■ **Exercise aim**
Copy word for word the rows from the one containing "Annotate the tree trunk" through the one containing "<point>439,201</point>", including both of those rows and nothing else.

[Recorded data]
----------------------------------------
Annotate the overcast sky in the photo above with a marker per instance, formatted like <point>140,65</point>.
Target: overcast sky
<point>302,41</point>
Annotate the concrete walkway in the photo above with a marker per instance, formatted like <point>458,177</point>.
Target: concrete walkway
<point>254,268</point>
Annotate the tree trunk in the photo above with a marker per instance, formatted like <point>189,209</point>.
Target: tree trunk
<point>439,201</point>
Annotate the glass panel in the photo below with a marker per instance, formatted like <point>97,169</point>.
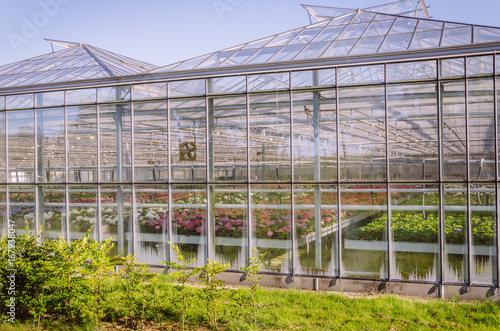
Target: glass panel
<point>51,147</point>
<point>455,215</point>
<point>316,229</point>
<point>270,137</point>
<point>233,84</point>
<point>20,101</point>
<point>22,208</point>
<point>403,25</point>
<point>83,211</point>
<point>363,217</point>
<point>415,232</point>
<point>115,134</point>
<point>397,72</point>
<point>189,205</point>
<point>361,75</point>
<point>149,91</point>
<point>52,211</point>
<point>230,225</point>
<point>454,37</point>
<point>413,132</point>
<point>263,55</point>
<point>74,97</point>
<point>190,64</point>
<point>481,129</point>
<point>426,40</point>
<point>479,65</point>
<point>116,218</point>
<point>362,133</point>
<point>329,34</point>
<point>453,130</point>
<point>486,35</point>
<point>258,43</point>
<point>367,46</point>
<point>453,68</point>
<point>228,138</point>
<point>50,99</point>
<point>339,48</point>
<point>287,53</point>
<point>315,133</point>
<point>215,60</point>
<point>188,141</point>
<point>272,225</point>
<point>426,25</point>
<point>152,219</point>
<point>283,39</point>
<point>310,78</point>
<point>82,143</point>
<point>21,142</point>
<point>114,93</point>
<point>484,234</point>
<point>396,43</point>
<point>378,28</point>
<point>312,51</point>
<point>186,88</point>
<point>353,31</point>
<point>3,150</point>
<point>238,58</point>
<point>306,36</point>
<point>150,141</point>
<point>265,82</point>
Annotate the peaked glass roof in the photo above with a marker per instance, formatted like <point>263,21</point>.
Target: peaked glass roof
<point>349,32</point>
<point>75,62</point>
<point>411,8</point>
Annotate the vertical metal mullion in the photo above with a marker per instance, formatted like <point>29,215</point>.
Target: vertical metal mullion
<point>132,178</point>
<point>168,251</point>
<point>442,236</point>
<point>208,174</point>
<point>467,166</point>
<point>339,225</point>
<point>98,129</point>
<point>497,184</point>
<point>66,169</point>
<point>387,179</point>
<point>249,173</point>
<point>7,195</point>
<point>292,179</point>
<point>35,165</point>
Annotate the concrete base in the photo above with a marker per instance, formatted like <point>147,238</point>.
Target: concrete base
<point>363,286</point>
<point>370,287</point>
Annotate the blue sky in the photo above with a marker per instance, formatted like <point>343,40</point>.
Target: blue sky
<point>166,31</point>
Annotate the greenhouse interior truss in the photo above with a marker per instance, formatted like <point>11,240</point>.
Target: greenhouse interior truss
<point>364,145</point>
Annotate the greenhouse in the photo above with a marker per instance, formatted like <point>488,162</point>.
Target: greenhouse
<point>364,145</point>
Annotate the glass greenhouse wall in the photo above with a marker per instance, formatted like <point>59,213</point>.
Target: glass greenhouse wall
<point>379,167</point>
<point>365,171</point>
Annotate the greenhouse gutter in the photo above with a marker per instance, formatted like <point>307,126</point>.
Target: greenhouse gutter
<point>372,59</point>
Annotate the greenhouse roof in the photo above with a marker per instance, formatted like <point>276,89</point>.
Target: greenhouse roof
<point>76,61</point>
<point>395,27</point>
<point>412,8</point>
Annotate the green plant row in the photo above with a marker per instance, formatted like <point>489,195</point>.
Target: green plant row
<point>420,227</point>
<point>76,282</point>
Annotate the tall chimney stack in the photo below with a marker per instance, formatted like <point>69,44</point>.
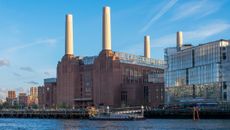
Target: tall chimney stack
<point>69,35</point>
<point>179,40</point>
<point>106,29</point>
<point>147,46</point>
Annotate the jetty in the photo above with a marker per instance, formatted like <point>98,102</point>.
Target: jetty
<point>56,114</point>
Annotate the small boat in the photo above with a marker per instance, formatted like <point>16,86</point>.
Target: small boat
<point>116,117</point>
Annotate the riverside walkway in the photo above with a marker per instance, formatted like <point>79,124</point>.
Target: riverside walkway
<point>57,114</point>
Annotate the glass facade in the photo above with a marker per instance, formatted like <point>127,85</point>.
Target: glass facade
<point>198,72</point>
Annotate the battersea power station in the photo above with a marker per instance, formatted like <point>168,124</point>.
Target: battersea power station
<point>112,78</point>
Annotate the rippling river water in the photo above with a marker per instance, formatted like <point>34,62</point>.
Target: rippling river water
<point>148,124</point>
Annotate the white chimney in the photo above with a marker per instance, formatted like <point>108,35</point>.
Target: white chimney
<point>69,35</point>
<point>179,40</point>
<point>106,29</point>
<point>147,46</point>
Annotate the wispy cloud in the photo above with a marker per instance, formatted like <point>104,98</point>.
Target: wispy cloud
<point>199,33</point>
<point>47,73</point>
<point>28,69</point>
<point>17,74</point>
<point>199,8</point>
<point>4,62</point>
<point>49,41</point>
<point>32,83</point>
<point>3,93</point>
<point>163,11</point>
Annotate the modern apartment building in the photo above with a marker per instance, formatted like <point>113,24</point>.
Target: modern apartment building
<point>197,73</point>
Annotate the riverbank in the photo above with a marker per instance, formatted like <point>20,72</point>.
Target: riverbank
<point>79,114</point>
<point>187,114</point>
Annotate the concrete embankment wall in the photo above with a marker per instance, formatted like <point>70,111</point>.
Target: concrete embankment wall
<point>187,114</point>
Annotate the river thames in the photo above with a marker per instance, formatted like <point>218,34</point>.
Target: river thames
<point>148,124</point>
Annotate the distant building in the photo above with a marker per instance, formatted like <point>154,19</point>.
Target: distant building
<point>11,94</point>
<point>198,73</point>
<point>22,99</point>
<point>111,78</point>
<point>11,98</point>
<point>47,93</point>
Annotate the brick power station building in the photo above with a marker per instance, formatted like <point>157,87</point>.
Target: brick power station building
<point>111,78</point>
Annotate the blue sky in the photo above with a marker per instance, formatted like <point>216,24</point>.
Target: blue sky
<point>32,32</point>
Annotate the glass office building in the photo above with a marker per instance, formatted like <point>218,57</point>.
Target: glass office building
<point>200,73</point>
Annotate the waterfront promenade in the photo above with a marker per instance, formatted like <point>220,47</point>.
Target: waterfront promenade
<point>83,114</point>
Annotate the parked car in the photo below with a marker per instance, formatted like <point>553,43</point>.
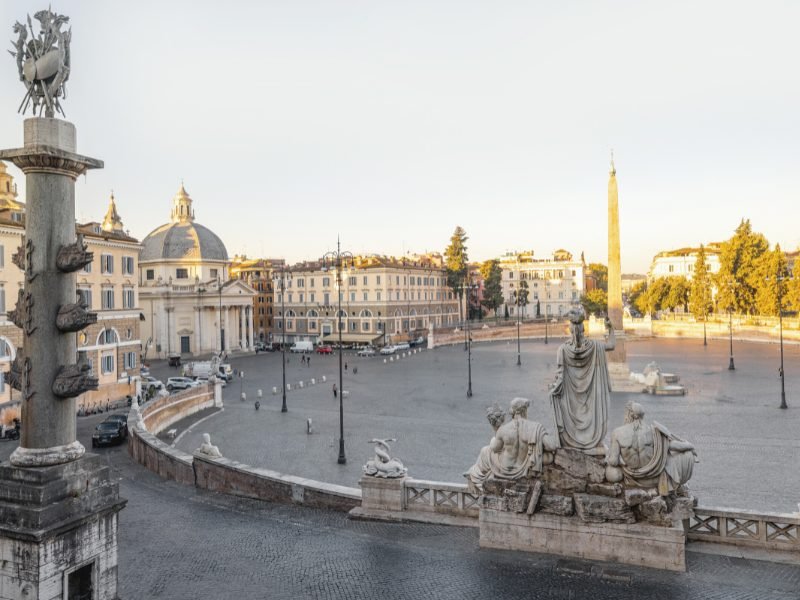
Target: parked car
<point>108,433</point>
<point>152,385</point>
<point>118,418</point>
<point>180,383</point>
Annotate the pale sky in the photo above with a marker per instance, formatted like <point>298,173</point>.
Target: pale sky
<point>389,123</point>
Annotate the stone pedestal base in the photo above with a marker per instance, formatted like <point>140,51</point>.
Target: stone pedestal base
<point>620,375</point>
<point>58,531</point>
<point>635,544</point>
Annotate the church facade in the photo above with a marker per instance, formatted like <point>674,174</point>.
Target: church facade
<point>191,306</point>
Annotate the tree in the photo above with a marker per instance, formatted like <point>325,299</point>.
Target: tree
<point>600,271</point>
<point>456,262</point>
<point>636,292</point>
<point>701,302</point>
<point>677,295</point>
<point>492,285</point>
<point>770,281</point>
<point>595,301</point>
<point>737,280</point>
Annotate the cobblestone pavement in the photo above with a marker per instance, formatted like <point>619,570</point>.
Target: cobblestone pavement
<point>176,542</point>
<point>749,449</point>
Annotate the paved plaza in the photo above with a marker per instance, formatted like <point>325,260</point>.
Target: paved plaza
<point>749,449</point>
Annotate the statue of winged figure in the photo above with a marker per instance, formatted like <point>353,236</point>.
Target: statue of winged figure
<point>43,62</point>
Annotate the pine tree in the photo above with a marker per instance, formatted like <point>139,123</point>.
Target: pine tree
<point>456,262</point>
<point>492,285</point>
<point>700,298</point>
<point>737,281</point>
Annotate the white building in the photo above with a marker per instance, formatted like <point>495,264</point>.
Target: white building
<point>554,284</point>
<point>681,262</point>
<point>190,305</point>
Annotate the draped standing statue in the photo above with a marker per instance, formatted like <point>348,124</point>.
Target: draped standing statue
<point>582,387</point>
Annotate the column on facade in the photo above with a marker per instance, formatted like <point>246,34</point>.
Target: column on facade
<point>241,328</point>
<point>250,324</point>
<point>227,329</point>
<point>197,341</point>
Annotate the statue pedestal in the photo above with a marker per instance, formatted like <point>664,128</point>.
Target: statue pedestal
<point>635,544</point>
<point>58,530</point>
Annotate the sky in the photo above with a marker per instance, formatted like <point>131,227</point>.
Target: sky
<point>388,124</point>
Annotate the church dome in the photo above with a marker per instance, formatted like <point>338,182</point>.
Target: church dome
<point>182,238</point>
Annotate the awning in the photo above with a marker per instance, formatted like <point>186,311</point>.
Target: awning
<point>352,338</point>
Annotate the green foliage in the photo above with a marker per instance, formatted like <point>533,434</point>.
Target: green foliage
<point>770,275</point>
<point>600,272</point>
<point>456,261</point>
<point>492,285</point>
<point>737,279</point>
<point>701,301</point>
<point>595,301</point>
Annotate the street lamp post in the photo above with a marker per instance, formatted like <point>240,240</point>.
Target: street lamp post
<point>282,281</point>
<point>337,260</point>
<point>731,366</point>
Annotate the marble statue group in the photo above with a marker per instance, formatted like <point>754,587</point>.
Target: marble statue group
<point>640,476</point>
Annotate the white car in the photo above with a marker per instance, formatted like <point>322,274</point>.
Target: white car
<point>180,383</point>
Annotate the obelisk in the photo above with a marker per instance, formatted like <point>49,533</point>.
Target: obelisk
<point>617,358</point>
<point>59,505</point>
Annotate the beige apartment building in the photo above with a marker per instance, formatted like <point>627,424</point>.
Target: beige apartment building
<point>383,300</point>
<point>108,285</point>
<point>554,284</point>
----------------------------------------
■ **Solved problem**
Annotate the tree trunk in the photo above with a marker per instance, formatted like <point>189,209</point>.
Target: tree trunk
<point>439,201</point>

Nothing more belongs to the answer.